MATERIAL TO PROCESS:

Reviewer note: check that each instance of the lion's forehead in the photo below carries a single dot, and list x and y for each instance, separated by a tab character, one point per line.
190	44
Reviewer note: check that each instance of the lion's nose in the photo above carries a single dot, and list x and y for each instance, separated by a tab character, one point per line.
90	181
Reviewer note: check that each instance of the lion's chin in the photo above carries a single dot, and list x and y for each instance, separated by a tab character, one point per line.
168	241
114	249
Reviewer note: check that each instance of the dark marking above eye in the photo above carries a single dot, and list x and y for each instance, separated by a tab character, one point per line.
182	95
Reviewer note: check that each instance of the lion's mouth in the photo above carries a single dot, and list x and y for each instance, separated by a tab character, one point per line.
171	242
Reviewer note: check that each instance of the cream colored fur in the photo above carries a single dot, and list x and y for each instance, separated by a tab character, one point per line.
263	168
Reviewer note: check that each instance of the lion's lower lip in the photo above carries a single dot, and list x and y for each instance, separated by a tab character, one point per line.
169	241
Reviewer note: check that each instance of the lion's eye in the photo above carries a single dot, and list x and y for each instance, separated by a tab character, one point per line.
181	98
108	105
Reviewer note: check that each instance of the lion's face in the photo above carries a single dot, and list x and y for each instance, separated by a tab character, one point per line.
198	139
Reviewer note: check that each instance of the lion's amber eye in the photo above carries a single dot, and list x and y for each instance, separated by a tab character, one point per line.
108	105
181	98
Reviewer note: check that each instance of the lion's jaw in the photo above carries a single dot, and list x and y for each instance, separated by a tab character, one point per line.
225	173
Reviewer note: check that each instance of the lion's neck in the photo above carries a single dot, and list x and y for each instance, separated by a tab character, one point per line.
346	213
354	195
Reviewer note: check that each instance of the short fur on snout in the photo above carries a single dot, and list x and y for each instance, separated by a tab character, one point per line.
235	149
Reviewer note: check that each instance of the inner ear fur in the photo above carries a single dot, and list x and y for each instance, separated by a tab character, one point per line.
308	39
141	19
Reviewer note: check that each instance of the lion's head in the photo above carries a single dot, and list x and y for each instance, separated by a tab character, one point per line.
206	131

EXERCISE OBJECTIVE: Rewrite the listing above with every "single dot" changed to "single marker" and nothing else altered.

RESPONSE:
Reviewer note: check that each instance of the lion's forehead in the photo below carries a single marker, and list x and y for each instance, separated by a tab character, one point per line.
190	44
Reviewer note: check that each instance of the lion's nose in the photo above carries a single marker, and list x and y for each instance, separated by a tab character, one point per line.
90	181
Reviewer note: check that each instance of the lion's chin in the photo above carries a single marker, and list x and y for each instance, separated by a tab character, one point per line.
168	241
114	249
Reviewer note: check that each instance of the dark marking above eye in the photo above carries a single marker, and list x and y for each instance, separated by a tab character, one point per line.
182	95
Reviewer note: check that each instance of the lion's mouth in the photo above carries a single marker, and list x and y for each instance, separated by a tab character, one point per line.
171	242
Reviewer note: check that each instance of the cream colored fur in the photo above carries a single marker, and list x and y for each instance, separated by a tab character, one point per line.
263	168
Reviewer note: check that each instance of the lion's lower lip in the photo above carries a single marker, and list x and y for each instance, separated by a tab character, one point per line.
169	241
Reviewer note: check that each instance of the lion's eye in the photo above carries a single marker, and list x and y for each instance, separated by a tab character, one point per line.
181	98
108	105
Reviewer note: check that each instance of the lion's face in the photo above carries a single marker, and list x and y for each instance, separated by a tab character, one point per line.
198	139
Reviewer note: check that each instance of the lion's amber eye in the photo above carries a single marker, and list x and y for each instance, separated by a tab character, one point per line.
108	105
181	98
Reviewer note: check that each instance of the lion's jaw in the photo above carries a single marker, and list x and y for each instance, separated by a tab character, one point per line.
225	173
Reviewer note: check that each instance of the lion's neck in the photo above carries a single marker, and list x and y for each instance, separated by a tab character, one point per line.
346	213
354	195
Reviewer note: check that each instance of the short fur on snout in the photo above carries a single marker, and list x and y for each instance, separated by a tab character, one point per line.
235	149
Reviewer note: check that each instance of the inner ear fur in the photo above carries a single marker, and list x and y for each instance, separated by a tab character, one point per line.
308	39
141	19
Reviewer note: check that each instance of the lion's head in the photo above carries a single marker, and list x and y for each instance, separated by a tab character, one point per line.
206	131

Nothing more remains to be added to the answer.